Records excerpted from a collection

== == ==

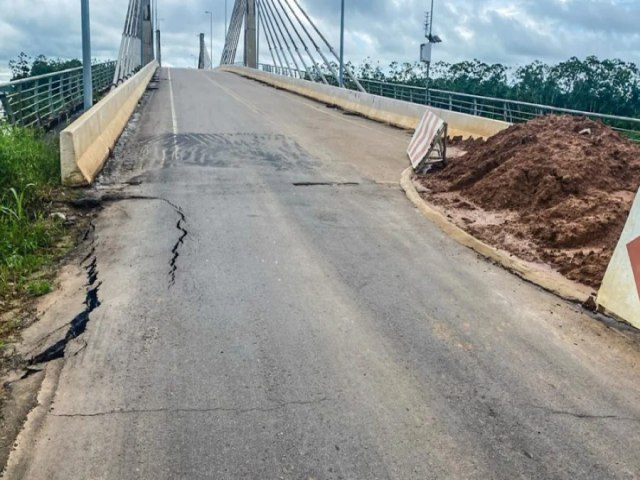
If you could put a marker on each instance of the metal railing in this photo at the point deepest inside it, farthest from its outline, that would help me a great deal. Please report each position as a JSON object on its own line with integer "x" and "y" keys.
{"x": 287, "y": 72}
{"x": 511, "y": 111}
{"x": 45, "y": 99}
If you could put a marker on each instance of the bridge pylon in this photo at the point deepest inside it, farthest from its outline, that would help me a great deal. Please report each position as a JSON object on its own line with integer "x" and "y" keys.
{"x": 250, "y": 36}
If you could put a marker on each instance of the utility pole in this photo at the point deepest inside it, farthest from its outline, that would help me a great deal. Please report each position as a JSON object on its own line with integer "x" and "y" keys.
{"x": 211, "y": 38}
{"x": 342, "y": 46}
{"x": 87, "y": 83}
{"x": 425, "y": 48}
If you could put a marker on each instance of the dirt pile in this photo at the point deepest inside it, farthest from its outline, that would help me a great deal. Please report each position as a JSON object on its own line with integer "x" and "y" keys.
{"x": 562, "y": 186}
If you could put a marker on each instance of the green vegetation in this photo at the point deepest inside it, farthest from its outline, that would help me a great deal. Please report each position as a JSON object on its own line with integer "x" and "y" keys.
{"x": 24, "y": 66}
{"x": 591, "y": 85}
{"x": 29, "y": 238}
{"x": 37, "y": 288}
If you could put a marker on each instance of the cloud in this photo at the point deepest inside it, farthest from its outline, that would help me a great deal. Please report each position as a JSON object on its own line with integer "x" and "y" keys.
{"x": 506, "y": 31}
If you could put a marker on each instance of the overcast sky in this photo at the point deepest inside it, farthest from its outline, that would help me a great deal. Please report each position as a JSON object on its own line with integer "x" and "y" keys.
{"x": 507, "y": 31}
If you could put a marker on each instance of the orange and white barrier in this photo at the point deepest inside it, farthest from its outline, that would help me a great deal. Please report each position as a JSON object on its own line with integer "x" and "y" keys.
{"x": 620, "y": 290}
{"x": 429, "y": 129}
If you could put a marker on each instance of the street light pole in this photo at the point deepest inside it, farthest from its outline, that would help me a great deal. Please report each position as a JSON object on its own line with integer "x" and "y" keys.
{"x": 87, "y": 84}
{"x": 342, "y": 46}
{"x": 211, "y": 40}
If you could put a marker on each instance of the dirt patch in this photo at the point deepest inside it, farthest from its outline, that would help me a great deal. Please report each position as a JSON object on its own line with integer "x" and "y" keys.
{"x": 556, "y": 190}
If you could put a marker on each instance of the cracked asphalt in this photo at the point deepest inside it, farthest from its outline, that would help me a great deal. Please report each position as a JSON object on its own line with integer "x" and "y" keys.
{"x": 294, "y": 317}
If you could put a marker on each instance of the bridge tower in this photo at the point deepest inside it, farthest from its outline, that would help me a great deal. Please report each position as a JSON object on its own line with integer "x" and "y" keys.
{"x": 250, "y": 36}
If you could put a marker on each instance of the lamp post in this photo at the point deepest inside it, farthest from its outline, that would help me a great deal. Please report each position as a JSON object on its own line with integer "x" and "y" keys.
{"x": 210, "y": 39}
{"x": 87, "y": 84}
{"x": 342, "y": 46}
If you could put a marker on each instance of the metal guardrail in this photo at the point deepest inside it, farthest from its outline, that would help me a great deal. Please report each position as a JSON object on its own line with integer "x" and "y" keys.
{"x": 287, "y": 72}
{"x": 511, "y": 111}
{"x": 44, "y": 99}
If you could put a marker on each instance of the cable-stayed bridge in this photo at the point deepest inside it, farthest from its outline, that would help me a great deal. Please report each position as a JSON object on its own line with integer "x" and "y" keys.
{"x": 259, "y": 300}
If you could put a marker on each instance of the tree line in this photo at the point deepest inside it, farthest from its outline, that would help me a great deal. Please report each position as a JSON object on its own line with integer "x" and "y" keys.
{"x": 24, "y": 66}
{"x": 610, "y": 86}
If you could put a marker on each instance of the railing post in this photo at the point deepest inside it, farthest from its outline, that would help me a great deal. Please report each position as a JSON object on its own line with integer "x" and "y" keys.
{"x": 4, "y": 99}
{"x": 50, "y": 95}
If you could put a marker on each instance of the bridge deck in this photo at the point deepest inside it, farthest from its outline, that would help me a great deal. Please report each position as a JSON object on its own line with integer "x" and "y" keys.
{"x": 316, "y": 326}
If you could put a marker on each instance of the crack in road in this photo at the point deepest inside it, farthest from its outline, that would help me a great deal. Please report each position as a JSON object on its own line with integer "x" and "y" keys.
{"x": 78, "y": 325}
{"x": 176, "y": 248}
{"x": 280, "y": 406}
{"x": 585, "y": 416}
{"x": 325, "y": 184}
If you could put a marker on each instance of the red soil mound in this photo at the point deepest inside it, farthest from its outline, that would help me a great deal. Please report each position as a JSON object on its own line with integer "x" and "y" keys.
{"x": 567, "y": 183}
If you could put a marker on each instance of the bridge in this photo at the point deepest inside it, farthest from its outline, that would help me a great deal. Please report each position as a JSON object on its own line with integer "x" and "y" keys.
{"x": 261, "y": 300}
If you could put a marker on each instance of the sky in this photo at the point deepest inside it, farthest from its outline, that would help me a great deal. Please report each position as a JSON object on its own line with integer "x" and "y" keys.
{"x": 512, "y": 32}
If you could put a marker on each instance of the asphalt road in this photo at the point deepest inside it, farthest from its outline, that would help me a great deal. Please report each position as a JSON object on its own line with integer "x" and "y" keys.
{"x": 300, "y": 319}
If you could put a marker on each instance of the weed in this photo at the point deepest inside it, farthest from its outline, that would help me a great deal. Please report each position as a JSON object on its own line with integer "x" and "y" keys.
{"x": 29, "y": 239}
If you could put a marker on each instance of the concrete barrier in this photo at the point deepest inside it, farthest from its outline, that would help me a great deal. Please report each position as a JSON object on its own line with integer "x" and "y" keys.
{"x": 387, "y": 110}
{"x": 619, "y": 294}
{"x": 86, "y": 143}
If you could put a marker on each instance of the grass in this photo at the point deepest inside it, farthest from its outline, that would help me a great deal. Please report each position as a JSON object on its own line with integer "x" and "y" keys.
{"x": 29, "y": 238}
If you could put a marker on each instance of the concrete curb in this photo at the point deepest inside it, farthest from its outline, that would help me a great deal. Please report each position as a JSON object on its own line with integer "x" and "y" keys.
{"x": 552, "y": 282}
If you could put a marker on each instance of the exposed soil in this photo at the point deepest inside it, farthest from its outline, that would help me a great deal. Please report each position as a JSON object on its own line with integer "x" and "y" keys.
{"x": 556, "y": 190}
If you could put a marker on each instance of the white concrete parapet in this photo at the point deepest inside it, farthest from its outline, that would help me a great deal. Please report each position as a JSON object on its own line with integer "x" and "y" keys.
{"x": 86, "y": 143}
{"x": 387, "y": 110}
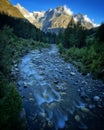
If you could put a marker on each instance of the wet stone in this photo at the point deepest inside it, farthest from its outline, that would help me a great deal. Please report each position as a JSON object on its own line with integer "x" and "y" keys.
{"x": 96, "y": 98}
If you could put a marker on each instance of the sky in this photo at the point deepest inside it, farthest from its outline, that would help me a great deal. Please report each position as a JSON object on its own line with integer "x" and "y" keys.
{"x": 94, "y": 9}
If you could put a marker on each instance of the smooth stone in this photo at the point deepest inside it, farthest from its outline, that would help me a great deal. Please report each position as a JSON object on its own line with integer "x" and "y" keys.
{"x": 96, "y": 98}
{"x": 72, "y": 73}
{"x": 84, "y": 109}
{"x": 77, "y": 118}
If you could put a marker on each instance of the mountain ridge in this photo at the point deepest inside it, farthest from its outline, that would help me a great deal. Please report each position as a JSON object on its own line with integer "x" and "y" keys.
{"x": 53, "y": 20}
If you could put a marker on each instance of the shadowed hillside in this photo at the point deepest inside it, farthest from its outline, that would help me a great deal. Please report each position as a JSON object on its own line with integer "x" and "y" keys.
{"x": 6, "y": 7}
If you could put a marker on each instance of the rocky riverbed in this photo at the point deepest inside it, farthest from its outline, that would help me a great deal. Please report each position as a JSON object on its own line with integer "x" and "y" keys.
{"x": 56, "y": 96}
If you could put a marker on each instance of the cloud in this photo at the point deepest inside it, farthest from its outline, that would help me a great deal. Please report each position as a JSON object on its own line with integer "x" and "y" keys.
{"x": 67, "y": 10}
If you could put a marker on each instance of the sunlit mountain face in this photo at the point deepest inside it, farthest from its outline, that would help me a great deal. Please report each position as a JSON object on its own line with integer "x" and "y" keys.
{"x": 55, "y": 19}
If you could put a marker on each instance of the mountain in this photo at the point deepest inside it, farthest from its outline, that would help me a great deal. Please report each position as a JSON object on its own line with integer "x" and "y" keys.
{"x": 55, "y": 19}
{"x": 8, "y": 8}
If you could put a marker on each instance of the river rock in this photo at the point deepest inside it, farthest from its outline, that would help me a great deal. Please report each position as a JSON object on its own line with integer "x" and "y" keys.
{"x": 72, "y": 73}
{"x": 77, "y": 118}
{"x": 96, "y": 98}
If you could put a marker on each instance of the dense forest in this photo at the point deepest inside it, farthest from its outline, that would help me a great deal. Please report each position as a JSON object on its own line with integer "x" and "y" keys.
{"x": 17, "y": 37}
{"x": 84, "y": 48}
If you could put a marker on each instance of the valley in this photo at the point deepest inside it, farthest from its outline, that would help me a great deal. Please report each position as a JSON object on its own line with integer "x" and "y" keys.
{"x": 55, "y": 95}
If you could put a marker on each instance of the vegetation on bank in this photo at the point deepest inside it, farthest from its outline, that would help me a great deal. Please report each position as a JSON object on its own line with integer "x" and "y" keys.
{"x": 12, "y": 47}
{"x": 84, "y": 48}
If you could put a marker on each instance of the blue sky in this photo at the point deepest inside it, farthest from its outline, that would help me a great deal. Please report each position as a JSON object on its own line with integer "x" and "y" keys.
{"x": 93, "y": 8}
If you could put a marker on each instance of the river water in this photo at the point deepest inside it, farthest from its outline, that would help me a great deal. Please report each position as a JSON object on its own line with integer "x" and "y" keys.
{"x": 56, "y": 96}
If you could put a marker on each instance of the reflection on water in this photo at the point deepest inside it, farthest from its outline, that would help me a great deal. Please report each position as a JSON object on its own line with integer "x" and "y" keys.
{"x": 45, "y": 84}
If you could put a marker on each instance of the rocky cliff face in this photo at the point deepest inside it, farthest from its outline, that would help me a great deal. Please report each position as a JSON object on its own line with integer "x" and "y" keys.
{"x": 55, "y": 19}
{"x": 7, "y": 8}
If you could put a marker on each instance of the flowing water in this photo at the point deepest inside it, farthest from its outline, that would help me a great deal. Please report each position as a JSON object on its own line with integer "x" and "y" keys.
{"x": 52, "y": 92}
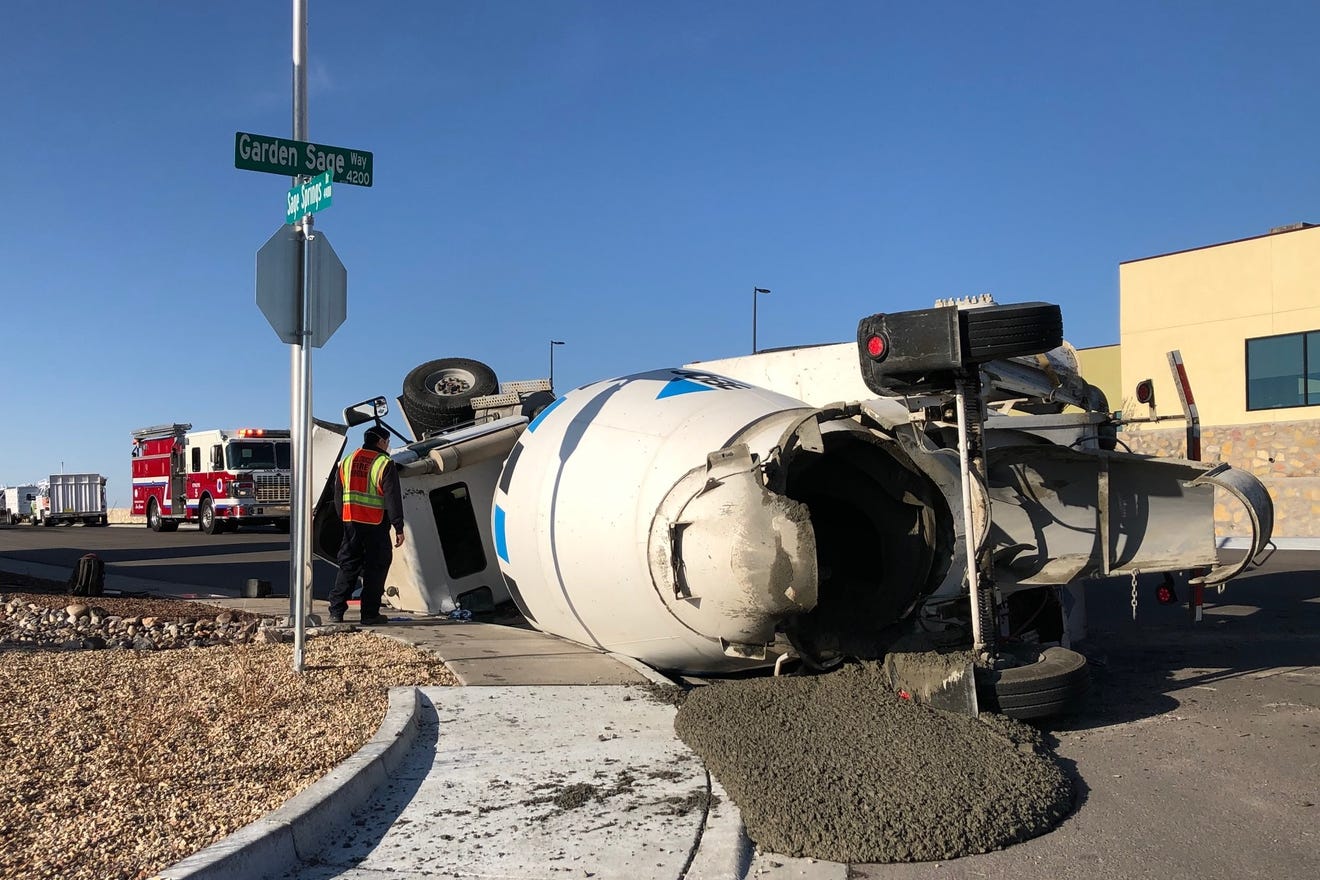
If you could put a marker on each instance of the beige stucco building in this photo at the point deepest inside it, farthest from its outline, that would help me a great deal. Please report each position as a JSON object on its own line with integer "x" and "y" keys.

== == ==

» **What the task asks**
Write out word for word every line from the line with "of the blue" through the final line of the records, both included, skipping the pictures.

» **Exercise output**
If you could put a marker on each instance of the blue sky in this photo at the point deepest inside it, farthest from its outline, that would help me a great deal. Please report each position as a JSON object on its own line with integer "x" and "y" keys.
{"x": 93, "y": 8}
If you could put a marker on each instance of the river water in this photo at the point deepest inside it, farthest from its outline, that would help me a great deal. Please report each position as a JSON object on its own line with integer "x" and "y" keys.
{"x": 56, "y": 96}
If you could put a marker on each instance of the reflection on water in this photo at the point deepest inside it, farthest from its outline, that would help me a great deal. Please report each position as a JSON object on its own line with integer "x" and "y" keys.
{"x": 45, "y": 84}
If you could put a marker on each instance of the rocky cliff face in this photo at the point deepest inside it, farthest from its outline, that would help me a great deal. Please report each position as a JSON object on its own line with integer "x" and "y" keys.
{"x": 55, "y": 19}
{"x": 7, "y": 8}
If you could put a marker on each instance of the flowing water in this photo at the point deepest inside it, farthest from its outline, that would help me a great deal. Please report each position as a JSON object on its own line with integer "x" and "y" keys.
{"x": 52, "y": 92}
If you could put a marker on each instance of the beige stucco building in this photo at the point deepest inside it, farthest from its outline, that would help me a great deal. Please report each position as a JSON object on its own line with integer "x" and "y" keys.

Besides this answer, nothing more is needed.